EXERCISE BRIEF -
Quote the listing below in full and exactly as written, but omit every picture.

#### PROVIDED DATA ####

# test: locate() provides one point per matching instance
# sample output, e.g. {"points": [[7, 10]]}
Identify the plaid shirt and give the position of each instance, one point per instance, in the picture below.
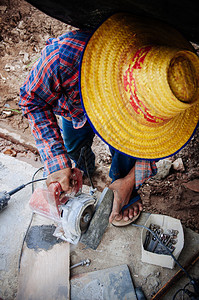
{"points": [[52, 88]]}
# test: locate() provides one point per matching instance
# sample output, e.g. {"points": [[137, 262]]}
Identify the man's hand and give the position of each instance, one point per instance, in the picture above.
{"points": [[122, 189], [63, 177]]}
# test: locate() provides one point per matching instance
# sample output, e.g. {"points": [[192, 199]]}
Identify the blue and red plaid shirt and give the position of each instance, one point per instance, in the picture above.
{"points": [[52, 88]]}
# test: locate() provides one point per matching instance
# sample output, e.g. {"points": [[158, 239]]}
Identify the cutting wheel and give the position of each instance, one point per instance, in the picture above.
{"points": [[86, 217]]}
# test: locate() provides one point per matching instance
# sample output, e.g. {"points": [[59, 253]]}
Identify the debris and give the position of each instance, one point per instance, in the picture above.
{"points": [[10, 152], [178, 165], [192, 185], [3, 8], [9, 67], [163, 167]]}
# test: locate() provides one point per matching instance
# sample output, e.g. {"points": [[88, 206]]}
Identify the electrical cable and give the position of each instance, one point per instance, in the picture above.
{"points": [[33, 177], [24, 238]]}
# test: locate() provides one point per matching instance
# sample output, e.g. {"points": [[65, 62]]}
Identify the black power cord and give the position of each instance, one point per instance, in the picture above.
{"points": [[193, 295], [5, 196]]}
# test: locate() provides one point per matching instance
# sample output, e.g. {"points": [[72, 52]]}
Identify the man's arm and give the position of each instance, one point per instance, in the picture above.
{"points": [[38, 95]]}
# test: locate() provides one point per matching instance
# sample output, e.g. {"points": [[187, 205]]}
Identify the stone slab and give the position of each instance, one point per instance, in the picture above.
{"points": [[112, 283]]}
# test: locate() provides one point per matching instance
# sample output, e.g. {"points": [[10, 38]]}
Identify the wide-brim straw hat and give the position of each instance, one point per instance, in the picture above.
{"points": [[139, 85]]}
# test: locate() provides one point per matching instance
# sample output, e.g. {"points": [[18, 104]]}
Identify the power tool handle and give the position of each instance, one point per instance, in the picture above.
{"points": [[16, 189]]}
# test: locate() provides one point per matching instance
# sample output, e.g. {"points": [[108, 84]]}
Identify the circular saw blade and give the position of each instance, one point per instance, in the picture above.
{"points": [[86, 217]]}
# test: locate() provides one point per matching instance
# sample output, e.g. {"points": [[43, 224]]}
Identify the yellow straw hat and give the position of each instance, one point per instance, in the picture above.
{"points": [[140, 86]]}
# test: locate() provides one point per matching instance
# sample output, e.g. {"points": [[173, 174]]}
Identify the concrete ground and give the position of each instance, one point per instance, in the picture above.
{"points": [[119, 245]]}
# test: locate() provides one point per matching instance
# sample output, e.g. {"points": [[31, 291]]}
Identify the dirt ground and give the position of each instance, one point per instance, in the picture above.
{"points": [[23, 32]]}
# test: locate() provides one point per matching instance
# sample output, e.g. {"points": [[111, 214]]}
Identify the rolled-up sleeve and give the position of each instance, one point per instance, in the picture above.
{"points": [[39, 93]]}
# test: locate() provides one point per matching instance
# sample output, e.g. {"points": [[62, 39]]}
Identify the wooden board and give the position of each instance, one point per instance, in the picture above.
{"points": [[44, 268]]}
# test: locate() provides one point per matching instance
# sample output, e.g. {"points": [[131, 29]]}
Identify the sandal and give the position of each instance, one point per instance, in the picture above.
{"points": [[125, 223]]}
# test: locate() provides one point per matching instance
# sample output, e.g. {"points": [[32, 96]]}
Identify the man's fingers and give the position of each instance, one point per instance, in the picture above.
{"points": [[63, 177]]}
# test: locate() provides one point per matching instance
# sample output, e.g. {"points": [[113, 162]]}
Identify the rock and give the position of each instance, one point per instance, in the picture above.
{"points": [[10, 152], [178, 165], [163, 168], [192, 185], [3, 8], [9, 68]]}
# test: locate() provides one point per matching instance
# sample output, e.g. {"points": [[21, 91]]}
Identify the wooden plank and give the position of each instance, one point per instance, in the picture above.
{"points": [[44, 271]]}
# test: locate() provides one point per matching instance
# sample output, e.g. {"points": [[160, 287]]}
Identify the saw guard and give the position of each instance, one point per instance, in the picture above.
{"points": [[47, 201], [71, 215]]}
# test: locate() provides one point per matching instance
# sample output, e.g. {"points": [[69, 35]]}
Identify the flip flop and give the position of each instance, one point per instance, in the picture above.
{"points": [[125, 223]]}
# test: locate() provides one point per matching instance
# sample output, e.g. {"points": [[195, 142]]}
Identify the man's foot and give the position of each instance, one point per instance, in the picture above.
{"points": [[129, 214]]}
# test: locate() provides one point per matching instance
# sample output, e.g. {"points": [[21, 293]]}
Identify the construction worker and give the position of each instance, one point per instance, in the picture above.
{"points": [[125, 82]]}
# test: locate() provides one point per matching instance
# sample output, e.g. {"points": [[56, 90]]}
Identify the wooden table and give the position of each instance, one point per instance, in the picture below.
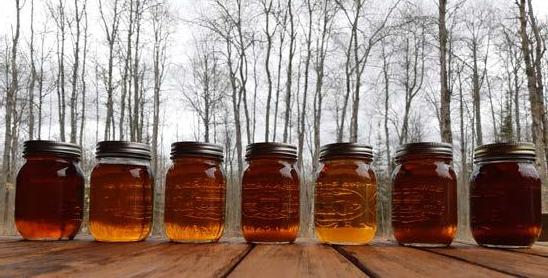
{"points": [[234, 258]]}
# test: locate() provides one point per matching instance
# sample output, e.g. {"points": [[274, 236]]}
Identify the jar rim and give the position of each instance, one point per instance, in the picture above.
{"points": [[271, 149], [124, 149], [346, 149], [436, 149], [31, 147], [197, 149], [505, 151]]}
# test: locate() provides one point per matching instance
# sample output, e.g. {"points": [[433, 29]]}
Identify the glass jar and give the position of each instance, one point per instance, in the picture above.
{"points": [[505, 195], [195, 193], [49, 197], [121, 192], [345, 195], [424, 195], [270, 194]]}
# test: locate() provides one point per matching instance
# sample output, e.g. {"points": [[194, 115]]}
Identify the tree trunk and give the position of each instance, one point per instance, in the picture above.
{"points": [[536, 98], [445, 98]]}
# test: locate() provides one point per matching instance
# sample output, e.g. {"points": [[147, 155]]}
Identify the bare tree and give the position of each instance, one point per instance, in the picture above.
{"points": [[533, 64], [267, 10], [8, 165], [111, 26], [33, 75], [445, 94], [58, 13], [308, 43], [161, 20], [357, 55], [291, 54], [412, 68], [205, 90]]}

####

WRITTEN RESPONSE -
# test: locate() provides one point per matching instance
# sample output, e.g. {"points": [[7, 10]]}
Identify the plaid shirt and give the position of each instance, one point per instance, in the picture below.
{"points": [[52, 88]]}
# test: locate() provides one point per matching instance
# sample output, e.g. {"points": [[137, 262]]}
Identify the man's hand and give the position of each instance, one point per instance, in the picture above.
{"points": [[122, 189], [63, 177]]}
# test: locate() provides one point per matching instance
# sample output, e.g. {"points": [[192, 199]]}
Identify the blue and red plaid shirt and give the position of each instance, one point per instance, in the picture above.
{"points": [[52, 88]]}
# test: locate() provides one point per matching instance
# sample output, e.g. {"points": [[158, 239]]}
Identify the cutting wheel and give the position of each instance, one point per instance, in the picture above.
{"points": [[86, 217]]}
# test: locate() provides one point per matching instance
# sample output, e.g. {"points": [[59, 253]]}
Identify the debris and give the position of each instance, one point per instance, in the picture above.
{"points": [[10, 152], [178, 165], [192, 185], [3, 8], [9, 67], [163, 167]]}
# test: locate() provides one point per matching instance
# sample output, e.g. {"points": [[88, 206]]}
Identify the electrical cable and give the position of each instance, one point per instance, in the picture above.
{"points": [[33, 177], [24, 238]]}
# test: locate() provides one point per matching instance
# sample output, e.g. {"points": [[65, 62]]}
Identify the black power cord and give the position of each instance, one point per instance, in the picture above.
{"points": [[193, 295], [5, 196]]}
# test: locate() provides one point per matching instance
# sample output, e.g. {"points": [[72, 52]]}
Identify the man's arm and give the position of each instance, one point per instance, in the picture above.
{"points": [[38, 95]]}
# test: locate() provides one point per matching instance
# sample output, e.g. {"points": [[187, 205]]}
Identify the stone slab and give the position of each instance, one point per instance, in the picture above.
{"points": [[112, 283]]}
# test: locate() provides one point per matching instance
# sample output, e.g. {"points": [[10, 38]]}
Identify the wide-brim straw hat and give the position of each instance, one point per instance, in the picture above.
{"points": [[139, 85]]}
# test: locate() provides one point per matching instance
# sample output, e.g. {"points": [[18, 104]]}
Identify the power tool handle and give the position of each instance, one point per instance, in the picture above.
{"points": [[16, 189]]}
# test: locate() provides one point per matching instance
# sample output, e.g. {"points": [[108, 84]]}
Identify the circular saw blade and give the position of each instance, one point per instance, in the picture above.
{"points": [[86, 217]]}
# test: locate() provides one point per matching instance
# sample output, e.g. {"points": [[43, 224]]}
Identify the yellow straw hat and give the position of each instance, one point per instance, in the picture above.
{"points": [[140, 86]]}
# test: locate() provides one point per matching instance
# sample output, e.g. {"points": [[173, 174]]}
Identify the concrete ground and give the position of each instance, one point per instance, in the picture above.
{"points": [[119, 245]]}
# test: locate() provides one point per matching instance
# sample output, e.g. {"points": [[31, 291]]}
Identify the dirt ground and give the position of each instance, one point per instance, in the picture above.
{"points": [[23, 32]]}
# test: locate() provides one point per matching instance
# sample output, e.g. {"points": [[111, 214]]}
Identify the rolled-up sleeve and give the position of each instance, one point per instance, in the picture above.
{"points": [[39, 93]]}
# test: locate() provides one point per matching instance
# sample output, e.g. {"points": [[62, 39]]}
Identify the wooden board and give the position of each instance, one point per instance, in the picture above.
{"points": [[44, 268]]}
# test: locate() provides one point per matching instance
# sample output, e.g. {"points": [[131, 29]]}
Identify the sandal and give the position of each instance, one point per instance, in the picture above.
{"points": [[125, 223]]}
# test: locate() provides one point per matching instance
# sample output, e.g. {"points": [[32, 96]]}
Identify the man's fingers and give the position of each instance, one point per instance, in the picture above.
{"points": [[63, 177]]}
# test: locate() provides one point per matching instance
# sample output, e.g. {"points": [[113, 162]]}
Identify the rock and give the position of each instance, one point per instance, in the picture above.
{"points": [[10, 152], [178, 165], [163, 168], [192, 185], [3, 8], [9, 68]]}
# test: locate() provides one point per matching instance
# sample output, e.g. {"points": [[21, 91]]}
Identify the wooden plank and give the position of each instance, one point per instance, in the picture above.
{"points": [[44, 271]]}
# test: locate() provides one point per matching instance
# sample output, e.g. {"points": [[160, 287]]}
Identify the saw guard and give the position of each instance, one point per instance, in the picture above.
{"points": [[47, 201], [71, 215]]}
# test: locate() provides one point per matching instance
# sample output, e.g. {"points": [[69, 35]]}
Identify the flip flop and give the position of each instance, one point per instance, in the picture above.
{"points": [[125, 223]]}
# test: locate() provides one point per matching instance
# sample output, e.g. {"points": [[195, 142]]}
Identify the man's foot and give the position of each instance, one point per instance, in the picture above.
{"points": [[129, 214]]}
# test: locate() provides one point per matching instance
# sample output, e.g. {"points": [[21, 293]]}
Identify the construction worker and give the position of each instance, one point per instance, in the picture above.
{"points": [[125, 82]]}
# test: locate() provides one point per matching instance
# sample output, e.g. {"points": [[56, 90]]}
Identify the wooden table and give the position of each instance, one point per instance, in the picture below.
{"points": [[234, 258]]}
# test: locate() provides one point per matching instance
# sample output, e.g. {"points": [[274, 236]]}
Identify the jar rim and give the position of each instance, one point per instance, in the picture above.
{"points": [[271, 149], [124, 149], [346, 149], [436, 149], [31, 147], [197, 149], [505, 151]]}
# test: locate() provides one point per matching instance
# sample output, e.g. {"points": [[433, 29]]}
Identify the glass jar and give the position of each instance, one point per instance, in the picture above.
{"points": [[505, 195], [195, 193], [49, 197], [121, 192], [345, 195], [424, 195], [270, 194]]}
# test: locate() provides one point per matching instance
# sample output, e.g. {"points": [[194, 115]]}
Identify the tree trunk and give the position of each instance, one point per instance, in the picture above.
{"points": [[536, 98], [445, 98]]}
# test: locate() provides one point per matching instance
# sample output, e.g. {"points": [[147, 155]]}
Identify the bare tree and give the position of each instance, one point per instance, in the picture above.
{"points": [[533, 64], [267, 10], [8, 165], [111, 26], [33, 75], [445, 94], [58, 13], [308, 43], [161, 20], [357, 55], [291, 54], [412, 68], [205, 90]]}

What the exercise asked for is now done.